Beneath this line are the data; copy exactly the part of them that opens with the line containing "Target = small window" and closes with the line containing "Target = white plaster wall", and only that part.

== Data records ==

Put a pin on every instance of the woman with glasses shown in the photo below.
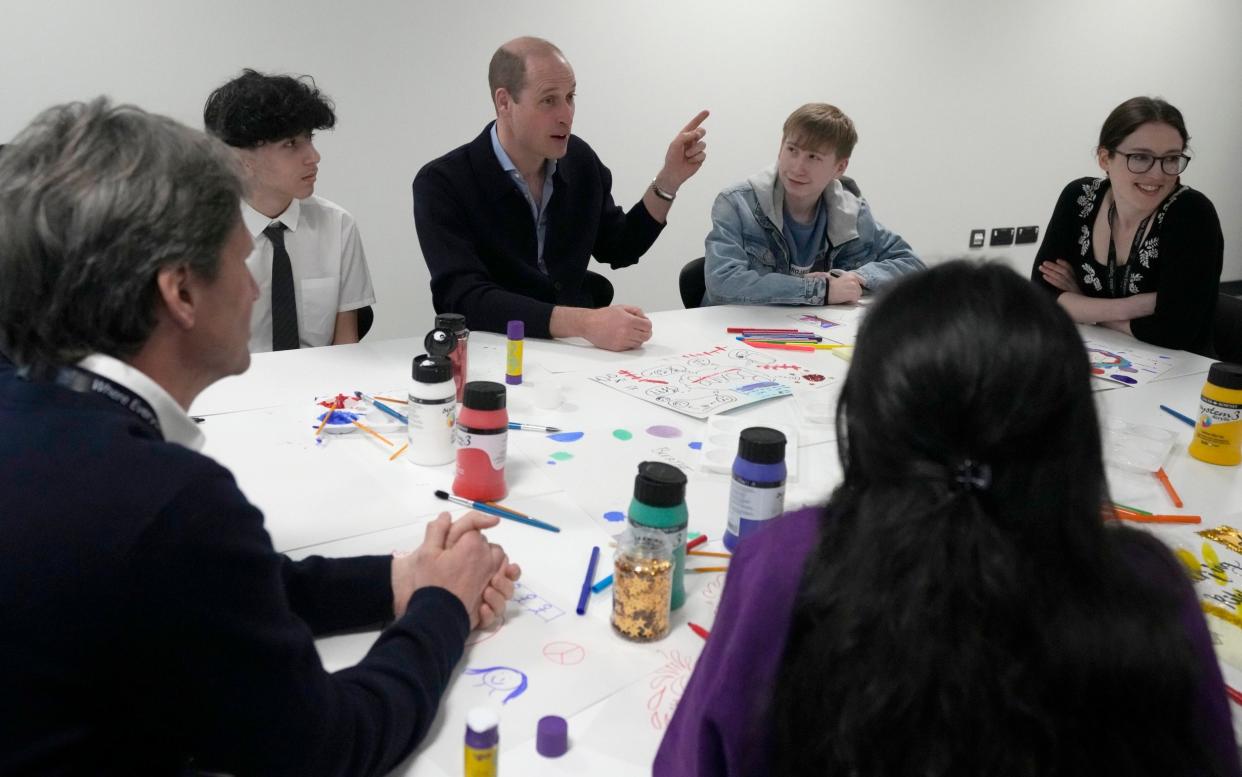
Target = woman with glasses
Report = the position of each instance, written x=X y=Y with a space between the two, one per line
x=960 y=607
x=1137 y=251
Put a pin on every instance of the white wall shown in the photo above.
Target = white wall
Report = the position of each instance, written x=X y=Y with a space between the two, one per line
x=971 y=113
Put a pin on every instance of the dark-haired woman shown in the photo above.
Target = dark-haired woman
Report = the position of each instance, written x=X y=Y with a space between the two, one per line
x=1137 y=251
x=960 y=607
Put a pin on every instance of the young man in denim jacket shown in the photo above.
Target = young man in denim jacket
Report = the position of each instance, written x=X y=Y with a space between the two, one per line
x=795 y=233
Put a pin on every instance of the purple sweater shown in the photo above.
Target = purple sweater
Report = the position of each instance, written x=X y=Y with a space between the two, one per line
x=720 y=727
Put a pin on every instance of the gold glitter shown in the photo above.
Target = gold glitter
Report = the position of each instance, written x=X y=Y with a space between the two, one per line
x=1228 y=536
x=641 y=593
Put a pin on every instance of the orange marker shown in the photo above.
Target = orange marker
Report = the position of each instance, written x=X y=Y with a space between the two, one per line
x=1164 y=480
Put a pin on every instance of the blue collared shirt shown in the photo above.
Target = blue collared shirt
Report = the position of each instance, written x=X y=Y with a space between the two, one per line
x=538 y=211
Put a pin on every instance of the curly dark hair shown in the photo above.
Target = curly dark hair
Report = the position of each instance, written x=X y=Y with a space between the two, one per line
x=995 y=627
x=255 y=108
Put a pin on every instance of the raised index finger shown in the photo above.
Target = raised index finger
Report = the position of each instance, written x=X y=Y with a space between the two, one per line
x=696 y=121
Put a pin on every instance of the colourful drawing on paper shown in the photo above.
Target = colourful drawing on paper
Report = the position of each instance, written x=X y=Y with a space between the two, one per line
x=483 y=634
x=535 y=605
x=564 y=653
x=707 y=382
x=1125 y=366
x=667 y=685
x=501 y=679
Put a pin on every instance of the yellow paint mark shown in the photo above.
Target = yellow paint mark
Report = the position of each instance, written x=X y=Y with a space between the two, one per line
x=1214 y=565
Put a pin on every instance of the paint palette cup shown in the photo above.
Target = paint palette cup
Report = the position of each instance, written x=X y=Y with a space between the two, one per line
x=816 y=404
x=1135 y=446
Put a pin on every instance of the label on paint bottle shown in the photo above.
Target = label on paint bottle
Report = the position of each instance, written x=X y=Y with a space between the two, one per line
x=492 y=442
x=752 y=503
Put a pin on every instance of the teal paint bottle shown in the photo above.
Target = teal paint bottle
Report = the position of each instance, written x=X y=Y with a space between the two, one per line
x=660 y=503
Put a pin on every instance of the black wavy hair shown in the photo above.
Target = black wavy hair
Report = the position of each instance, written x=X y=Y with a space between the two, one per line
x=255 y=108
x=966 y=610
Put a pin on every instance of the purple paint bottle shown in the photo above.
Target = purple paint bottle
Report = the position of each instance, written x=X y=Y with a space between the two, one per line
x=758 y=490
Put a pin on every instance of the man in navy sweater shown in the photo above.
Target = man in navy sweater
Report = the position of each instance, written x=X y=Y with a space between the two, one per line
x=148 y=627
x=508 y=222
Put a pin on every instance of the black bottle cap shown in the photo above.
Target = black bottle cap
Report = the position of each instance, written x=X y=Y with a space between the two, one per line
x=1225 y=375
x=761 y=444
x=483 y=395
x=452 y=322
x=432 y=369
x=660 y=485
x=440 y=341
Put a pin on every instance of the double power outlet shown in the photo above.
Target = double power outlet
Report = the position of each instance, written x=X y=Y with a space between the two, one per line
x=1005 y=236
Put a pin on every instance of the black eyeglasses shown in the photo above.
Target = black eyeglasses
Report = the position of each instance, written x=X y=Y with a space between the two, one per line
x=1174 y=164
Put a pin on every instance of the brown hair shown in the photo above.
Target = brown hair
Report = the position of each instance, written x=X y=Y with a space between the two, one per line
x=508 y=66
x=820 y=125
x=1133 y=114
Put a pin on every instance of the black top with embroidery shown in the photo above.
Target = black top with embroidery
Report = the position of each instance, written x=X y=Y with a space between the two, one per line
x=1180 y=260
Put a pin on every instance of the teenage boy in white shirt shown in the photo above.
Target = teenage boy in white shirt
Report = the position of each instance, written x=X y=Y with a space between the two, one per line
x=270 y=121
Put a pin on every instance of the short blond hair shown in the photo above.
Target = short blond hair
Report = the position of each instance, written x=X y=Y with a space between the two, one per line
x=821 y=127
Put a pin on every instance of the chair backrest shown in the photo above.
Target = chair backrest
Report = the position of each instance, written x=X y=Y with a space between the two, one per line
x=692 y=283
x=1227 y=328
x=365 y=318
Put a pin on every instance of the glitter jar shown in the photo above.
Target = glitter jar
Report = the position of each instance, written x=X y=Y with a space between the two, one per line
x=642 y=583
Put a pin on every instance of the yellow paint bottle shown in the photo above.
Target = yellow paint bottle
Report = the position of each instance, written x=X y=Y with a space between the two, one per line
x=1219 y=427
x=482 y=742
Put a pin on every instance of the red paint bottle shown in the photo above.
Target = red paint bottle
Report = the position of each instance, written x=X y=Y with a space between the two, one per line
x=482 y=436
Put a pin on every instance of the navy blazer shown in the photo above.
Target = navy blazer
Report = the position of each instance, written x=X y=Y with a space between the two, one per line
x=478 y=236
x=149 y=627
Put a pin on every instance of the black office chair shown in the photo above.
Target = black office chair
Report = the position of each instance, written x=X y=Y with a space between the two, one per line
x=1227 y=328
x=598 y=289
x=365 y=318
x=692 y=283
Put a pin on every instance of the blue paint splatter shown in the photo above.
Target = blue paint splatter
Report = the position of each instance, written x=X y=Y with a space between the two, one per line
x=339 y=417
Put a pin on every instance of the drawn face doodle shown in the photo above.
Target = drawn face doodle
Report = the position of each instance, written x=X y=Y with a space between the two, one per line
x=501 y=679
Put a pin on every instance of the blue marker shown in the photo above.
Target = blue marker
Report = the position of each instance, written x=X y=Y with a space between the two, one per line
x=1178 y=416
x=381 y=406
x=586 y=583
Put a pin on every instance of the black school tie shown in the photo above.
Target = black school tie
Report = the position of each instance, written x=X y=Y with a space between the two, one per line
x=285 y=307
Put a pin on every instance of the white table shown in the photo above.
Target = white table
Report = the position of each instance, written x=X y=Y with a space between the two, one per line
x=344 y=497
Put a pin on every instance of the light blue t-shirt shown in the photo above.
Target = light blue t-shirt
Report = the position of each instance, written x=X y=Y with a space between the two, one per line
x=539 y=211
x=805 y=240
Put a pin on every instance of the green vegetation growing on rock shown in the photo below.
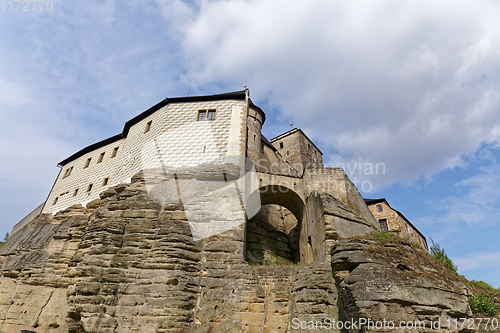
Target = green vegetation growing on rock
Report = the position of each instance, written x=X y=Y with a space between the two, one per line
x=486 y=300
x=441 y=257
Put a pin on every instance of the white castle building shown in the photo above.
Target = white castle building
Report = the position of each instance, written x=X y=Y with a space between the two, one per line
x=191 y=130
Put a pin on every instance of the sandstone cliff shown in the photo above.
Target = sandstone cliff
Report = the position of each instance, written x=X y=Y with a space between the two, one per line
x=126 y=263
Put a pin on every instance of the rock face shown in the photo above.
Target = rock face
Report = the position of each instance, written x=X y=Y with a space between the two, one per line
x=126 y=263
x=397 y=282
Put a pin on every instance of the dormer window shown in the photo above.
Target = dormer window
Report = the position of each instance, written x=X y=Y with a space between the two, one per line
x=211 y=114
x=115 y=151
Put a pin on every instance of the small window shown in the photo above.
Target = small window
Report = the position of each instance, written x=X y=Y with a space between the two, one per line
x=101 y=156
x=115 y=151
x=383 y=224
x=211 y=114
x=68 y=172
x=148 y=126
x=202 y=114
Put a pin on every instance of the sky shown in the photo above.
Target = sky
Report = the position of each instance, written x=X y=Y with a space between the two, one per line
x=413 y=87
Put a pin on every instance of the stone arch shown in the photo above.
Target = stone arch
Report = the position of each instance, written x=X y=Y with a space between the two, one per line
x=289 y=199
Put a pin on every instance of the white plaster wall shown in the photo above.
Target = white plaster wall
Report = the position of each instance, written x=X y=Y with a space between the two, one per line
x=175 y=138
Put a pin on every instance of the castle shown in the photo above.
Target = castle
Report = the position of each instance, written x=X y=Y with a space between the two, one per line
x=191 y=221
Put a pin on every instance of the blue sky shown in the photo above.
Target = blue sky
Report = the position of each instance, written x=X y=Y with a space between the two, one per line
x=412 y=85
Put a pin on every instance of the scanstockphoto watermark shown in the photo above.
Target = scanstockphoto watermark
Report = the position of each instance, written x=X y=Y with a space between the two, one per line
x=330 y=323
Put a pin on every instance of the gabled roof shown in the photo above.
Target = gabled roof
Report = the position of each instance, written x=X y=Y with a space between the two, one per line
x=292 y=131
x=237 y=95
x=370 y=202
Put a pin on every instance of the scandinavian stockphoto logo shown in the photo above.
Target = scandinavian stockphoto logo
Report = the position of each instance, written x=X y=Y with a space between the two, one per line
x=187 y=170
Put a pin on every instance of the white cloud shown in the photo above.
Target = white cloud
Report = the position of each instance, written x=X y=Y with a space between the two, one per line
x=413 y=85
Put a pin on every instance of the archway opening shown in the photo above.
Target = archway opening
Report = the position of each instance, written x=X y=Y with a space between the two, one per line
x=273 y=237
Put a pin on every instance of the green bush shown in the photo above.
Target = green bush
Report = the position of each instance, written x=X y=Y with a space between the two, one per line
x=484 y=304
x=440 y=256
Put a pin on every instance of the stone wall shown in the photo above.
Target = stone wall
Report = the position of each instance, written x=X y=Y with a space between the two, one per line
x=396 y=223
x=126 y=263
x=298 y=150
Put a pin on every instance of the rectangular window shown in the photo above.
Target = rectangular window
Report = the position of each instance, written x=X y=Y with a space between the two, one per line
x=148 y=126
x=383 y=224
x=202 y=114
x=211 y=114
x=99 y=160
x=115 y=151
x=68 y=172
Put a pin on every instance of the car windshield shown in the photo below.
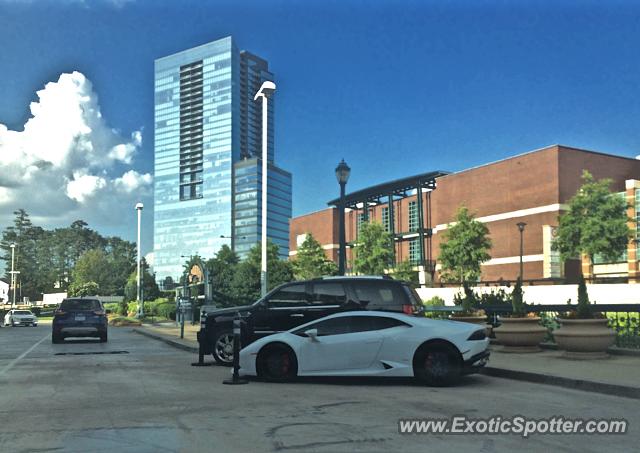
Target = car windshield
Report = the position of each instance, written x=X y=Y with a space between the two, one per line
x=416 y=301
x=80 y=304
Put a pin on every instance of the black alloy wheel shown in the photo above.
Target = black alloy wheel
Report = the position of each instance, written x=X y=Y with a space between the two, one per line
x=437 y=365
x=277 y=363
x=223 y=348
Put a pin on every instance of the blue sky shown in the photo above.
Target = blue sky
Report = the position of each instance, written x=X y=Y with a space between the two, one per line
x=394 y=88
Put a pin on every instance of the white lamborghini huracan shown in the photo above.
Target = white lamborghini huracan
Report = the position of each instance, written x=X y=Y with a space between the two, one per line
x=370 y=343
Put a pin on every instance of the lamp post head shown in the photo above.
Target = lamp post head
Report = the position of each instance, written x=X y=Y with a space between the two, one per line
x=267 y=88
x=342 y=172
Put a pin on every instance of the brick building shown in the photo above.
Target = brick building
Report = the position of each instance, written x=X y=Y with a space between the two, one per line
x=533 y=188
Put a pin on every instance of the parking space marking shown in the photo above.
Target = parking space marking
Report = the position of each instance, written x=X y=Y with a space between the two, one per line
x=21 y=356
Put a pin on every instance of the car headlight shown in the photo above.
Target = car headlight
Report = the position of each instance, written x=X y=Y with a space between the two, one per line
x=477 y=335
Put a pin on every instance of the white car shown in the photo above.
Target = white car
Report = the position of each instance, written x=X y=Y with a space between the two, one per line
x=20 y=318
x=370 y=343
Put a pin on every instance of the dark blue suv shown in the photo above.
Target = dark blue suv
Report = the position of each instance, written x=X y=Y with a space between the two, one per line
x=79 y=317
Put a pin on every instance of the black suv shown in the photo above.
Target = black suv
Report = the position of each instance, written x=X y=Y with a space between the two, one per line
x=293 y=304
x=79 y=317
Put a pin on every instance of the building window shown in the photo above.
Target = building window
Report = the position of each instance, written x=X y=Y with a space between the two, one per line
x=414 y=251
x=360 y=219
x=637 y=215
x=413 y=216
x=385 y=219
x=191 y=131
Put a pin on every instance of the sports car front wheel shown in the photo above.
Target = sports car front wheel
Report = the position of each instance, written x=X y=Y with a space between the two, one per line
x=277 y=363
x=437 y=365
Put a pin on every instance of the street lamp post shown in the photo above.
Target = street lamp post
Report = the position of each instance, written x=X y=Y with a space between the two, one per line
x=13 y=276
x=521 y=226
x=342 y=175
x=139 y=207
x=267 y=88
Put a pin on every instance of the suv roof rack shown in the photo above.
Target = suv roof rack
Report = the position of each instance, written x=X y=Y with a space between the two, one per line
x=355 y=277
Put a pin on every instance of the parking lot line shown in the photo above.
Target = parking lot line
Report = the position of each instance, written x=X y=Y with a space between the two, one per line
x=21 y=356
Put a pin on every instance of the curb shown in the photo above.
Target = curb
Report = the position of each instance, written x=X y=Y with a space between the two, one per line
x=575 y=384
x=171 y=342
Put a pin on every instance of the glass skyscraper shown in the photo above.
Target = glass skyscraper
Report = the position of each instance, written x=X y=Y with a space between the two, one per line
x=208 y=127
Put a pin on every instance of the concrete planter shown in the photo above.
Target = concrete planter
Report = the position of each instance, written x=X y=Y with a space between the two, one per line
x=520 y=334
x=584 y=338
x=481 y=320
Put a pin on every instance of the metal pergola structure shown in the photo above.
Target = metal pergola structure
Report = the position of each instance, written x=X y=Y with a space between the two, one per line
x=390 y=192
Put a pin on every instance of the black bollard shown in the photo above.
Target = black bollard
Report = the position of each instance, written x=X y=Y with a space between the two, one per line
x=201 y=342
x=181 y=322
x=235 y=380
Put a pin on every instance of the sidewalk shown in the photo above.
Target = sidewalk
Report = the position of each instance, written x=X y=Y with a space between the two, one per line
x=169 y=332
x=617 y=375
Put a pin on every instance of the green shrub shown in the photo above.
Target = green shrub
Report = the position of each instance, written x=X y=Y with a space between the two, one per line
x=495 y=297
x=435 y=301
x=111 y=307
x=166 y=310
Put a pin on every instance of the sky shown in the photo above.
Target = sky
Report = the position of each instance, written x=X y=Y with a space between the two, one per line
x=395 y=88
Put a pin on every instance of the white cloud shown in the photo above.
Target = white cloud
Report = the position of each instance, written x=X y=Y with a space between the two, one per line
x=68 y=163
x=83 y=187
x=132 y=180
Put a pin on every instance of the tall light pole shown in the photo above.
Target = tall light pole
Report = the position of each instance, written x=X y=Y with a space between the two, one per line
x=342 y=175
x=139 y=207
x=13 y=276
x=521 y=226
x=267 y=88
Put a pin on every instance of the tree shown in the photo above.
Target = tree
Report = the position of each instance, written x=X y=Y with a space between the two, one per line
x=246 y=280
x=595 y=224
x=91 y=267
x=464 y=248
x=405 y=272
x=311 y=261
x=222 y=269
x=46 y=259
x=374 y=249
x=84 y=289
x=150 y=290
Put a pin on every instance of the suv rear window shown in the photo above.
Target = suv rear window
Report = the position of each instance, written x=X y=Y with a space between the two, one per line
x=80 y=304
x=380 y=295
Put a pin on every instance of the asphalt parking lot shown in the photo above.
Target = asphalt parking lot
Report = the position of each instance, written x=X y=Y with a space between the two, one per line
x=135 y=394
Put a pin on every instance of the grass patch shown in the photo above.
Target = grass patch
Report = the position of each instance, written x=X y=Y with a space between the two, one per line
x=119 y=321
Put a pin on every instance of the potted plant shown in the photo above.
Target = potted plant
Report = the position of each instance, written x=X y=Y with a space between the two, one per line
x=469 y=312
x=584 y=334
x=519 y=332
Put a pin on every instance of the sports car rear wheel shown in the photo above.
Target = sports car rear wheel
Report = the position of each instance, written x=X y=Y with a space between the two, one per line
x=277 y=363
x=437 y=364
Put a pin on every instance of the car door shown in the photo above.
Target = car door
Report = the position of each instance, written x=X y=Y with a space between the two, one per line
x=282 y=310
x=365 y=342
x=369 y=333
x=328 y=352
x=327 y=298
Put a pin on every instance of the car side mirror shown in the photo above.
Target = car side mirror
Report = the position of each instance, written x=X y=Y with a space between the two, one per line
x=312 y=334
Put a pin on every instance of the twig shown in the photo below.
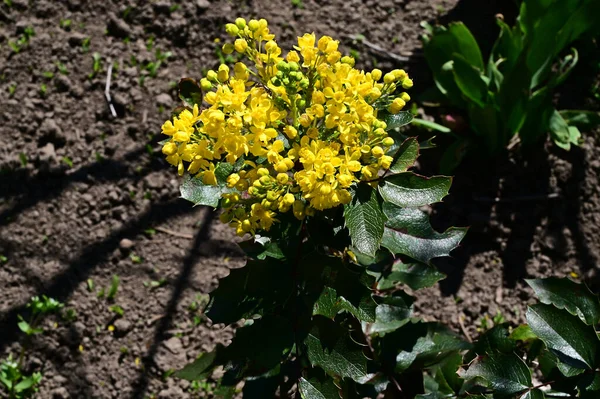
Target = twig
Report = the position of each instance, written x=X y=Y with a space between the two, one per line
x=522 y=198
x=461 y=323
x=174 y=233
x=379 y=49
x=107 y=90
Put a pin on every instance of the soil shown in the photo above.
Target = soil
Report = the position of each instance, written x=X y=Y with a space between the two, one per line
x=85 y=196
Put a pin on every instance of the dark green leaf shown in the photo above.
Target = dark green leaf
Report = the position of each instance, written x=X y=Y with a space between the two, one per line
x=199 y=368
x=420 y=345
x=330 y=348
x=533 y=394
x=193 y=190
x=566 y=294
x=565 y=335
x=394 y=121
x=262 y=345
x=190 y=92
x=365 y=220
x=412 y=190
x=469 y=80
x=415 y=275
x=330 y=304
x=408 y=232
x=507 y=374
x=392 y=313
x=586 y=120
x=315 y=389
x=431 y=125
x=252 y=289
x=406 y=155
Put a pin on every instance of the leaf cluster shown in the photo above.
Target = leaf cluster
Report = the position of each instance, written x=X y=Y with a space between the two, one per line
x=511 y=93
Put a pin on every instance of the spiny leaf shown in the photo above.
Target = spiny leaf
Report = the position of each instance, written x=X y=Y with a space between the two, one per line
x=565 y=335
x=507 y=374
x=365 y=220
x=411 y=190
x=406 y=155
x=566 y=294
x=330 y=348
x=408 y=232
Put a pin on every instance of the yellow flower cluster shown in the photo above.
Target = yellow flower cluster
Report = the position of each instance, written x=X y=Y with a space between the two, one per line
x=301 y=130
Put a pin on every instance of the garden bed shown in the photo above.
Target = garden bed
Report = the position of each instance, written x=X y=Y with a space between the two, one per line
x=85 y=196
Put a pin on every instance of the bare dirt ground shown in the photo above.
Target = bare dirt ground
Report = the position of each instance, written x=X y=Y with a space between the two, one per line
x=85 y=196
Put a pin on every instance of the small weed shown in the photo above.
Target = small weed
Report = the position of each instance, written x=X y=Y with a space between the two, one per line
x=68 y=161
x=116 y=309
x=23 y=159
x=12 y=89
x=62 y=68
x=65 y=24
x=136 y=259
x=43 y=89
x=96 y=66
x=114 y=287
x=85 y=44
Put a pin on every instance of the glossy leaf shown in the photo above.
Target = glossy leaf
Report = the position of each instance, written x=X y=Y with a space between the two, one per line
x=469 y=80
x=415 y=275
x=392 y=313
x=315 y=389
x=329 y=347
x=409 y=232
x=193 y=190
x=394 y=121
x=565 y=335
x=507 y=374
x=406 y=155
x=566 y=294
x=365 y=220
x=330 y=304
x=250 y=290
x=412 y=190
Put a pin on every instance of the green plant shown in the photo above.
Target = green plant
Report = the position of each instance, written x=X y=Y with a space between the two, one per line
x=510 y=95
x=17 y=383
x=96 y=65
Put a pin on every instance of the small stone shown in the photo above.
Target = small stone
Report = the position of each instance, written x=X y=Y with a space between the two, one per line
x=117 y=27
x=76 y=39
x=60 y=393
x=174 y=345
x=164 y=99
x=122 y=327
x=126 y=244
x=202 y=5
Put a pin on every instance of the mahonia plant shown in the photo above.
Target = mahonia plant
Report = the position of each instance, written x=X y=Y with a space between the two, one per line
x=301 y=130
x=304 y=156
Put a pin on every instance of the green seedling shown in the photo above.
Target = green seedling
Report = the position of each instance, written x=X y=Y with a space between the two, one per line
x=23 y=159
x=114 y=287
x=85 y=44
x=62 y=68
x=116 y=309
x=68 y=161
x=96 y=66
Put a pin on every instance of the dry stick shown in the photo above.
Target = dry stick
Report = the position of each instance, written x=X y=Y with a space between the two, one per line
x=107 y=90
x=379 y=49
x=174 y=233
x=518 y=199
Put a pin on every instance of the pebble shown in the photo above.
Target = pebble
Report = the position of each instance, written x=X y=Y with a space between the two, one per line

===

Result for this task
Target = small window
Report = the position of each instance, written x=X y=Y with a space between the two, one per line
x=101 y=156
x=115 y=151
x=383 y=224
x=211 y=114
x=68 y=172
x=148 y=126
x=202 y=114
Put a pin on every instance of the sky shown in the photo above.
Target = sky
Report = the position of each instance, written x=X y=Y with a space between the two, one per line
x=413 y=87
Put a pin on every instance of the stone arch shown in the photo above.
Target = stone arch
Report = the position of each instance, written x=X y=Y with a space between the two, one per line
x=289 y=199
Put a pin on every instance of the white plaster wall shown in the photo above.
Target = white plaster wall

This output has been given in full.